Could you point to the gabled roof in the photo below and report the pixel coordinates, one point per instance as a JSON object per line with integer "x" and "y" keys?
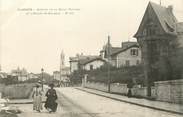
{"x": 179, "y": 27}
{"x": 124, "y": 49}
{"x": 114, "y": 50}
{"x": 88, "y": 60}
{"x": 165, "y": 17}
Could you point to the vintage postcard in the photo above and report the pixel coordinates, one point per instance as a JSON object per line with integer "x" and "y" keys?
{"x": 91, "y": 58}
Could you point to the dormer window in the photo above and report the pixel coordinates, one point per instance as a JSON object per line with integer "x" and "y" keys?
{"x": 151, "y": 28}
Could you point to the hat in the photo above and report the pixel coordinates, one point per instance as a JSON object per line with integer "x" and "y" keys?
{"x": 51, "y": 85}
{"x": 37, "y": 84}
{"x": 39, "y": 81}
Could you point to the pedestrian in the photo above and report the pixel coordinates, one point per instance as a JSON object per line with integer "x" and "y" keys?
{"x": 51, "y": 104}
{"x": 37, "y": 98}
{"x": 129, "y": 94}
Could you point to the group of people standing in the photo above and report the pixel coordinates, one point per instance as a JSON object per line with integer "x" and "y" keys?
{"x": 50, "y": 104}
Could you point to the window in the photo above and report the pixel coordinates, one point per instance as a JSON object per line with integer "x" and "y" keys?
{"x": 134, "y": 52}
{"x": 91, "y": 67}
{"x": 127, "y": 63}
{"x": 151, "y": 28}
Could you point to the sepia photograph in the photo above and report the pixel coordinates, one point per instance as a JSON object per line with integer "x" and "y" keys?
{"x": 91, "y": 58}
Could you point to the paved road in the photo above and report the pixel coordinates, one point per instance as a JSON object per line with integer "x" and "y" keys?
{"x": 76, "y": 103}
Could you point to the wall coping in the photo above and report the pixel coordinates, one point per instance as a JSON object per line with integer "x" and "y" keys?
{"x": 170, "y": 82}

------------------------------

STATED TASK
Quote, word for word, every line from the one containing "Could you point to the paved" through the last line of the items, including both ends.

TASK ANSWER
Could you point to the paved road in the photo above and report the pixel coordinates, one point per instance as a JSON object per line with integer "x" and "y" keys?
{"x": 76, "y": 103}
Could you point to the wall coping in the photo above and report the pixel coordinates, one point per instance as a JSON object per line with integer "x" and "y" keys?
{"x": 170, "y": 82}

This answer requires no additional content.